(Entries shown)

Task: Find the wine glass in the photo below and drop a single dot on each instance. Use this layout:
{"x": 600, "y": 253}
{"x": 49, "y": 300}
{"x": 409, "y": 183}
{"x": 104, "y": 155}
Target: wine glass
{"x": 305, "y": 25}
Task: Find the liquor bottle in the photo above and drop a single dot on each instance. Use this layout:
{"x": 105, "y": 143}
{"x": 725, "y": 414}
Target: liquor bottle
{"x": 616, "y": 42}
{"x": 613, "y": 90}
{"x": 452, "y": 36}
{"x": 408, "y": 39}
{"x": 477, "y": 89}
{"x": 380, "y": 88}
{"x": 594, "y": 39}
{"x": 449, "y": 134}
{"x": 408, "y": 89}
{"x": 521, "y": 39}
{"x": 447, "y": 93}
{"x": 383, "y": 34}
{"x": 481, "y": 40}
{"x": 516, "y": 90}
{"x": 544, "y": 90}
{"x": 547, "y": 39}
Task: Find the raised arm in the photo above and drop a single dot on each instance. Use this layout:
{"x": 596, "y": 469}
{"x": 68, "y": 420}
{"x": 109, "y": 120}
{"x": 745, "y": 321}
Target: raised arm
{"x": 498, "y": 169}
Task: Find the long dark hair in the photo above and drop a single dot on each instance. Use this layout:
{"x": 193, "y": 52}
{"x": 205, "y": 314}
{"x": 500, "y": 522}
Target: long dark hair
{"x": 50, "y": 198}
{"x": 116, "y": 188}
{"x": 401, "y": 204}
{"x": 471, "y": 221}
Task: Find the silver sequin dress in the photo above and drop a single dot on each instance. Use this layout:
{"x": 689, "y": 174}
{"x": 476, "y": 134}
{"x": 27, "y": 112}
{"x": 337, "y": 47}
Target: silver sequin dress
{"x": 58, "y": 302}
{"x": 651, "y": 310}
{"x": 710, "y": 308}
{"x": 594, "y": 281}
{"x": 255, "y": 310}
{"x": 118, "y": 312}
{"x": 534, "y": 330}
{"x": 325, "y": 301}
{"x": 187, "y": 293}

(End Entries shown)

Your job is to give the data above again exactly, in full.

Task: Find the wine glass in the photo below and drop a single dot on each instance. Use this layout:
{"x": 600, "y": 253}
{"x": 49, "y": 300}
{"x": 409, "y": 183}
{"x": 104, "y": 155}
Target: wine glass
{"x": 305, "y": 25}
Task: Find the liquor bottle in the photo above and drop a single dot on each instance. Use this layout:
{"x": 105, "y": 143}
{"x": 725, "y": 414}
Target: liquor bottle
{"x": 616, "y": 42}
{"x": 613, "y": 90}
{"x": 452, "y": 36}
{"x": 408, "y": 39}
{"x": 477, "y": 89}
{"x": 380, "y": 88}
{"x": 594, "y": 39}
{"x": 449, "y": 134}
{"x": 408, "y": 89}
{"x": 521, "y": 39}
{"x": 447, "y": 93}
{"x": 383, "y": 34}
{"x": 481, "y": 40}
{"x": 516, "y": 90}
{"x": 544, "y": 90}
{"x": 547, "y": 39}
Task: Find the raised arm in the photo above and drop a single dot on each instance. Use this layout:
{"x": 596, "y": 469}
{"x": 68, "y": 420}
{"x": 109, "y": 120}
{"x": 745, "y": 321}
Target: raised arm
{"x": 498, "y": 169}
Task: Find the long dark hair in the photo above and drop a single dot on each instance. Use this layout:
{"x": 193, "y": 52}
{"x": 205, "y": 314}
{"x": 500, "y": 522}
Target: long dark hair
{"x": 50, "y": 198}
{"x": 116, "y": 188}
{"x": 401, "y": 204}
{"x": 471, "y": 221}
Task: Find the silver sequin dress in the photo above and drop a single dot on each instance. Use this layout:
{"x": 689, "y": 174}
{"x": 476, "y": 134}
{"x": 27, "y": 112}
{"x": 337, "y": 47}
Target: silver sequin dress
{"x": 58, "y": 302}
{"x": 651, "y": 310}
{"x": 710, "y": 308}
{"x": 594, "y": 281}
{"x": 255, "y": 310}
{"x": 118, "y": 312}
{"x": 534, "y": 330}
{"x": 325, "y": 301}
{"x": 187, "y": 293}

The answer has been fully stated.